- WHAT IS REQUIRED: Starting at the top of the data and stopping after the line that contains "[366,74,530,395]", write out every line again with the requests left as they are, and scale each bounding-box coordinate in the answers by 1.75, rounding to whole numbers with halves rounded up.

- PROVIDED MATERIAL:

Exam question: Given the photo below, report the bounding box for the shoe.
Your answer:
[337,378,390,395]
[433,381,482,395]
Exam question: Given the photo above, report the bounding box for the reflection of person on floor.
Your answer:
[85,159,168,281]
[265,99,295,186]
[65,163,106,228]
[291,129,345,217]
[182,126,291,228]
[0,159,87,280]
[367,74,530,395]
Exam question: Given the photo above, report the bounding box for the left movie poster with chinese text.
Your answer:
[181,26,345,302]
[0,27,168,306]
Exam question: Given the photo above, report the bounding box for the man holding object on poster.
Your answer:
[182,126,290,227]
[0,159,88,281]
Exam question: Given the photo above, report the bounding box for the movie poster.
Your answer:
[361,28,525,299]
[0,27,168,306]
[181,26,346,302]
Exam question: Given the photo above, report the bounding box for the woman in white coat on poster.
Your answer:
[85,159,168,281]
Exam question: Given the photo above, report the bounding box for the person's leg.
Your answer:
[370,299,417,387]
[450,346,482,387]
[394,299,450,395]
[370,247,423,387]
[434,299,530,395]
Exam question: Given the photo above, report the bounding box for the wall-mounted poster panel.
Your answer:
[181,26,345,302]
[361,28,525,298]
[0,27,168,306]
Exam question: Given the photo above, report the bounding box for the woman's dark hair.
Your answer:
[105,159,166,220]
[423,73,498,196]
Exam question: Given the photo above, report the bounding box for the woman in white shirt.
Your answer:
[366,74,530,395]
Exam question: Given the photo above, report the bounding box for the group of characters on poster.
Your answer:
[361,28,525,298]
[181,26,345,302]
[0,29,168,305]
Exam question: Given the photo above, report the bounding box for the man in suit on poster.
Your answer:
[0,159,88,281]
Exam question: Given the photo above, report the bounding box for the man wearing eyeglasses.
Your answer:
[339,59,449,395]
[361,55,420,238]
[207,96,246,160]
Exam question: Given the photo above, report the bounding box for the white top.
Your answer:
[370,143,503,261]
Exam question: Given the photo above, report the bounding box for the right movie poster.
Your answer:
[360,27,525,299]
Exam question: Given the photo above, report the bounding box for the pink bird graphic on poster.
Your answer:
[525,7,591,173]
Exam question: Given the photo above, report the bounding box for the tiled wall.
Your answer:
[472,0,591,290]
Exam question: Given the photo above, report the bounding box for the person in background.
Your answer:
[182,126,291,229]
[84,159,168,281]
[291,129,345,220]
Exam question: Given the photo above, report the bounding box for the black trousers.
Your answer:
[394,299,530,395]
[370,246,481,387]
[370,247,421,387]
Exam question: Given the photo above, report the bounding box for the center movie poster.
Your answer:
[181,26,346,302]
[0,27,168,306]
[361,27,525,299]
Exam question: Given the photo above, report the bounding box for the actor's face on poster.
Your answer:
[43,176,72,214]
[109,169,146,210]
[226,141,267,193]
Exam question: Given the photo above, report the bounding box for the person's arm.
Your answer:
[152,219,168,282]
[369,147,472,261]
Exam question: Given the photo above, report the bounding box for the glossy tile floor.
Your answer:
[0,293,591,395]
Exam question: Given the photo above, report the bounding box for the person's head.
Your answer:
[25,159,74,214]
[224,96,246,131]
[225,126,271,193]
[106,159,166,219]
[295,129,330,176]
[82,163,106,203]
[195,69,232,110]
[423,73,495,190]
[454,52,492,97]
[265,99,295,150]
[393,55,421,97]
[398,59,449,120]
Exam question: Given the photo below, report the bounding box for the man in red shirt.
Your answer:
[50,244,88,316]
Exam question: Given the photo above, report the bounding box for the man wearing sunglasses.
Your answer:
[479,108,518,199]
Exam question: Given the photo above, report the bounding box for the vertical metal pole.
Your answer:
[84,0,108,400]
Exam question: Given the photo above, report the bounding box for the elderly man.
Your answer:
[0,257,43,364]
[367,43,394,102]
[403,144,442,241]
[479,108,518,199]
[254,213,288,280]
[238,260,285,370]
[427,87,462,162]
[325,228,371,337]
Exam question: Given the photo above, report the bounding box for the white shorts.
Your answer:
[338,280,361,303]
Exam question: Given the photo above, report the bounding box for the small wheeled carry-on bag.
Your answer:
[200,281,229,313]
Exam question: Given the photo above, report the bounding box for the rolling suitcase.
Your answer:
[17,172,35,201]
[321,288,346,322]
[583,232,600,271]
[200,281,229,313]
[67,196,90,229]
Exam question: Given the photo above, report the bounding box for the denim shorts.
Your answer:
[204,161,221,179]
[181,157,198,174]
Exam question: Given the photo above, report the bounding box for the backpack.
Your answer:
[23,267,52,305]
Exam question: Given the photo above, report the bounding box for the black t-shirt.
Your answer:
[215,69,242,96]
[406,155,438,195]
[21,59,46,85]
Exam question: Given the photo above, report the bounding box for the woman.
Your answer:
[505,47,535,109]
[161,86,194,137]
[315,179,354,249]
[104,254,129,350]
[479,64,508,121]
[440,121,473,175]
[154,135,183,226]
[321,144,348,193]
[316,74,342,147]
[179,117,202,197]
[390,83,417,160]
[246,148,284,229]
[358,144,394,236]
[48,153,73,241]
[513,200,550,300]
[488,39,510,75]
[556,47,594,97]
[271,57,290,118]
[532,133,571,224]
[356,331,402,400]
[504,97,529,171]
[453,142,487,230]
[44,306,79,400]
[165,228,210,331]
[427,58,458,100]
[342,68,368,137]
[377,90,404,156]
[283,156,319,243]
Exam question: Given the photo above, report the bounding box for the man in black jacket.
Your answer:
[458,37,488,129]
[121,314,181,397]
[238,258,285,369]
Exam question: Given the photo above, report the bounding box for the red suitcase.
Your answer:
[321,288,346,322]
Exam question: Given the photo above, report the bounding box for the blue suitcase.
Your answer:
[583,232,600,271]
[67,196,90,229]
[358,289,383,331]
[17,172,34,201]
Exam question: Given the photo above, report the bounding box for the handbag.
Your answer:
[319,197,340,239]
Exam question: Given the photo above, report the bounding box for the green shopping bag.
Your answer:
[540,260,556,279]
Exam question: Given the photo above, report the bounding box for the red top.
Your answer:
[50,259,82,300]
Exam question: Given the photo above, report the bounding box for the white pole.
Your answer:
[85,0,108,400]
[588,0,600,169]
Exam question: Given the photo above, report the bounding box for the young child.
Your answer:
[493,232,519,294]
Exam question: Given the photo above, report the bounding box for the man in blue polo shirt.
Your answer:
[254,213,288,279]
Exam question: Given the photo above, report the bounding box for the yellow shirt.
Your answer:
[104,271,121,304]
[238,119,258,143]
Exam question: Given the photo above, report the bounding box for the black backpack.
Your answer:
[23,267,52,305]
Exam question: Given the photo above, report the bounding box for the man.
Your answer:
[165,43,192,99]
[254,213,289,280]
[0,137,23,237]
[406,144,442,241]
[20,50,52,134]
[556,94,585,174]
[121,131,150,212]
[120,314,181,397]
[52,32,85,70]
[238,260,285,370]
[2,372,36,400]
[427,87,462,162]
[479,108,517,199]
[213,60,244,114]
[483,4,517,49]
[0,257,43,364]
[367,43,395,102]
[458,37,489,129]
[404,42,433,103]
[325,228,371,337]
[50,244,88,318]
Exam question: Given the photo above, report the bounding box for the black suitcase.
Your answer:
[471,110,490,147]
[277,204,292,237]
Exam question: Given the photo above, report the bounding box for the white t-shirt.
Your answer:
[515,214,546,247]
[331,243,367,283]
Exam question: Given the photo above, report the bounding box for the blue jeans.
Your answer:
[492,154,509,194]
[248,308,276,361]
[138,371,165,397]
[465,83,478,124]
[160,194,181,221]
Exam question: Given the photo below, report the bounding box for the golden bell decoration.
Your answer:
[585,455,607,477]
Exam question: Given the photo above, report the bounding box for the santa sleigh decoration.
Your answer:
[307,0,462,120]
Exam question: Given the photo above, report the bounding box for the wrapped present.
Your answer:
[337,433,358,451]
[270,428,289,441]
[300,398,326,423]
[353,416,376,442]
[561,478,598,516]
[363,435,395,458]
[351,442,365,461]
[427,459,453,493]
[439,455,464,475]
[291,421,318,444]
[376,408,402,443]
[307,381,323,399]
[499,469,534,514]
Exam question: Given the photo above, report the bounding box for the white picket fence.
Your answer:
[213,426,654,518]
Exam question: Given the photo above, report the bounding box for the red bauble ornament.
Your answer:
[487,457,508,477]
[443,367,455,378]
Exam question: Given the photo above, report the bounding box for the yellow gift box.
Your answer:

- OUTPUT BELOW:
Exam question: Given the photo below, report the bounding box for the shoe.
Your answer:
[590,662,683,691]
[758,667,844,691]
Exam question: Given the photo above, report the bounding box for the reflection of person on floor.
Your answer:
[149,278,294,492]
[464,173,516,326]
[114,285,186,399]
[509,226,604,380]
[319,221,509,399]
[0,278,152,490]
[642,130,928,691]
Exam question: Given the photo above, report the bounding box for the left movie poster with chinese text.
Your answer:
[317,46,604,529]
[0,47,294,536]
Exam question: Given the photo above, report the bounding box for the man holding object on poster.
Your answer:
[319,221,508,397]
[0,278,154,492]
Exam question: Given the photo above, report the bounding box for the movie poster.
Your answer:
[632,49,919,523]
[0,47,294,536]
[317,46,606,529]
Exam question: Given the photo above, report the bounding box for the woman in white coat on poster.
Your answer:
[149,278,294,492]
Exam question: Given the photo above, report the bounding box for the person's leg.
Your answer:
[648,523,730,677]
[788,606,844,677]
[690,523,788,691]
[648,432,740,677]
[760,523,928,691]
Exam question: Given the photo above, report the bounding box for the wall-mounted poster panel.
Your answer:
[317,46,604,529]
[632,49,919,522]
[0,47,294,536]
Exam question: Given the photo above, report the bounding box for the woman's dark hair.
Your answer:
[184,278,291,385]
[740,128,872,343]
Exam question: Given the photo above, report the bounding box for the woman in white shirt.
Your answer:
[641,130,928,691]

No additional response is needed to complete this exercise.